◆ Objectives:
A) Repeat everything in the Sinclair and Acorn text from "1982 of course" down to "of the 128.", word for word.
B) In the Sinclair and Acorn text, what did the Sinclair + have that the 48k lacked?

What’s the beef about?

Where’s the beef?

Clive vs Curry

As the legend goes, Curry worked under Clive, but he ran into Herman Hauser who had encouraged Curry to go his own way and make that computer of his dreams. Incised about this Clive was able to put together and rush out the Z80 before Acorn had anything ready to ship

£79.95

And more importantly it was CHEAP. You’d have thought that the zx80 would have found a larger world wide market but Commodore and Apple reigned supreme in North America.

Later that year Acorn would ship the Acorn Atom priced around £129 in kit, and £179 assembled it was a lot more expensive but granted it did have a lot more ‘computer’ in there.

In the following year Sinclair had released the ZX81, which although a larger price point also included a lot more, larger ram/rom better display and of course this was ready to ignite the coming war.

As the legend goes a TV show of all things, ‘The Might Micro, (2/3/4/5/6)’ had ignited such a storm in parliament that the Department of Industry & the BBC decided that they were going to produce programming to go along with a selected microcomputer. And that machine was the Newbury NewBrain… until it was obvious that this wasn’t going to be the machine of choice, and the selection was pushed back from the fall of 81 to the spring of 82. With the BBC being forced to open up selection to other UK computer manufacturers, both worked hard for a machine, however Curry swooped in with his new ‘BBC Micro’ (that had started working the day of the inspection) and won the contract.

1982 of course would give us the ZX Spectrum as Sinclair’s answer to what the people needed.

Oddly enough things in the long term didn’t work out for ether of them, as they both made so many missteps that they ended up ultimately shelving both of the units, with Acorn barely surviving, although their ARM processor does live on, mostly because it ended up free of any hardware platform to go along with it.

The plus isn’t plussed

There was no ZX 83 model, instead there was of course the QL for 1984. And taking on the design of the QL the Sinclair + was launched. And despite the name, it was just a 48k with a reset button and nicer keyboard. Very NON plussed. The only upgrade to the ZX would have to come from spain in the form of the 128.

The QL was 100% incompatible with the ZX. Apparently doing something like the SEGA Megadrive, by including both a 68000 and z80 was just too out of the question. Instead it was so focused on price it made the machine not serious enough for the serious business market Clive had craved so much. No socket for a 68881, and the drives being so incredibly tiny, IBM had quickly followed up the PC with the XT which allowed for a hard disk, while the QL with a single slot in no way could fit a then 5 1/4″ full heigh disk.

◆ Information supplied:
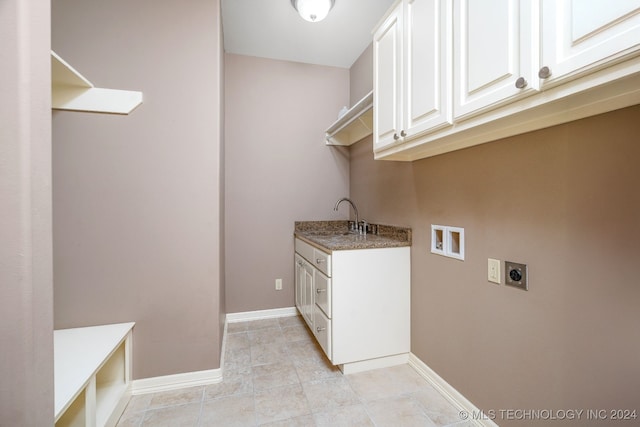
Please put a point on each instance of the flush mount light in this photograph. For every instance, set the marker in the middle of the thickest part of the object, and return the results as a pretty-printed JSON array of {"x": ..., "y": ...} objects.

◆ Problem solutions:
A)
1982 of course would give us the ZX Spectrum as Sinclair’s answer to what the people needed.

Oddly enough things in the long term didn’t work out for ether of them, as they both made so many missteps that they ended up ultimately shelving both of the units, with Acorn barely surviving, although their ARM processor does live on, mostly because it ended up free of any hardware platform to go along with it.

The plus isn’t plussed

There was no ZX 83 model, instead there was of course the QL for 1984. And taking on the design of the QL the Sinclair + was launched. And despite the name, it was just a 48k with a reset button and nicer keyboard. Very NON plussed. The only upgrade to the ZX would have to come from spain in the form of the 128.

B) A reset button and a nicer keyboard.